Instructions to follow: Translate the sentence "It works by adding filters on the attributes of the Node before querying the Database." from the AiiDA query framework text into Spanish.

Text passage:

┌──

Create high level python query framework

The AiiDA project exposes a high level python API for the scientists to ask question about the results of the calculations. On a lower level these queries are executed in either SQL queries or through the MongoDB query engine.

A big data query engine framework needs to be chosen (MapReduce, Pig, Hive, Spark...) which will allow to answer the same questions (or even more) in an efficient way and the same higher level python API as the current implementation needs to be supported.

Another improvement could be to find a way to remember sub computations (for instance hash of input and operations and store the output) to be able to not recompute them if another computation requires them or if a part of a computation fails.

 

Initial state:

Currently, the AiiDA project has two defined ways of querying the database. The first one is the Django ORM. It is intended to people with knowledge of the underlying database and the schemas (typically, the project's developers). The other one is the Query Tool. It is an abstraction over the Django ORM and the inner workings of AiiDA' storage mechanism. It works by adding filters on the attributes of the Node before querying the Database.

Milestones:

Milestone 1: Have a working development environment. Port the Query Tool to work with SparkSQL. Further define with the AiiDA project's team the querying needs.

Milestone 2: Develop a simpler version of the Django ORM to work with SparkSQL. The aim of this milestone is to provide a complete enough implementation to handle most of the needs of the default AiiDA user. This milestone will be further defined depending on the discussion with the AiiDA's team.

└──

Material provided:
┌──

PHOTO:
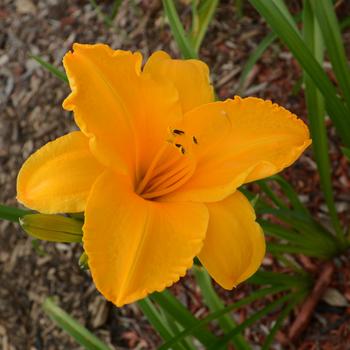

└──

Exercise solution: Funciona añadiendo filtros a los atributos del Node antes de consultar la base de datos.